Set of tasks
A - Could you copy the text on Nvidia's earnings report word for word, from "What makes this" up to and including "are genuinely durable."?
B - What comes next in the text on Nvidia's earnings report? Write its next part, starting after its final sentence.

Excerpt provided
++++++++++++++++++++
Nvidia's blockbuster earnings report delivered the singular message markets needed: the AI capex cycle is sustained and accelerating, not peaking. The chip giant posted record Q1 revenue of $81.6 billion with data-centre revenue reaching $75.2B and net income of $58.3B. Forward guidance of $91B for Q2, the highest the company has ever guided, demolished bear-case narratives that hyperscaler spending might be stalling or shifting away from GPU acceleration.

What makes this guidance particularly striking is that it stands despite material China revenue headwinds from US export controls on advanced semiconductors. Nvidia acknowledged China exclusion in its guidance, yet the $91B Q2 forecast still implies quarter-over-quarter sequential strength. This has convinced the market that global capex demand from Microsoft, Google, Amazon and Meta remains white-hot, and that Nvidia's pricing power and foundry moat are genuinely durable.
++++++++++++++++++++
Provided data
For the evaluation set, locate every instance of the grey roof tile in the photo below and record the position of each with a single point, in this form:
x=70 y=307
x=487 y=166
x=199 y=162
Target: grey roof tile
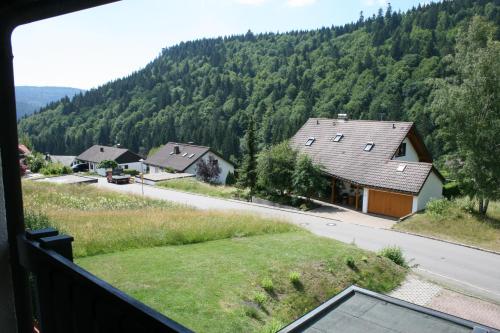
++++++++++++++++++++
Per-task outputs
A -
What makes this guidance particularly striking is that it stands despite material China revenue headwinds from US export controls on advanced semiconductors. Nvidia acknowledged China exclusion in its guidance, yet the $91B Q2 forecast still implies quarter-over-quarter sequential strength. This has convinced the market that global capex demand from Microsoft, Google, Amazon and Meta remains white-hot, and that Nvidia's pricing power and foundry moat are genuinely durable.

B -
The earnings print has entrenched concentration risk in equities. Nvidia and the four other largest mega-cap names now account for over 40% of S&P 500 returns year-to-date. Equal-weighted indices have lagged cap-weighted by hundreds of basis points. Investors debate whether this concentration reflects rational conviction in a multi-year AI infrastructure buildout or a dangerous bubble reminiscent of 2000. ARM rallied 15% to $256.59 following Nvidia's guidance, as markets repriced Vera CPU royalty expectations, though analysis suggests ARM likely captures only 2-5% of Vera's $20B revenue via licensing.

Sceptics point to Nvidia's 33x forward P/E multiple, arguing that the market is pricing in perfection and leaving no margin for error. They note that despite 80% revenue growth, the stock barely moved on earnings, suggesting euphoria has already priced in the next several quarters. A single miss or guidance reduction would likely trigger sharp repricing across the entire AI complex.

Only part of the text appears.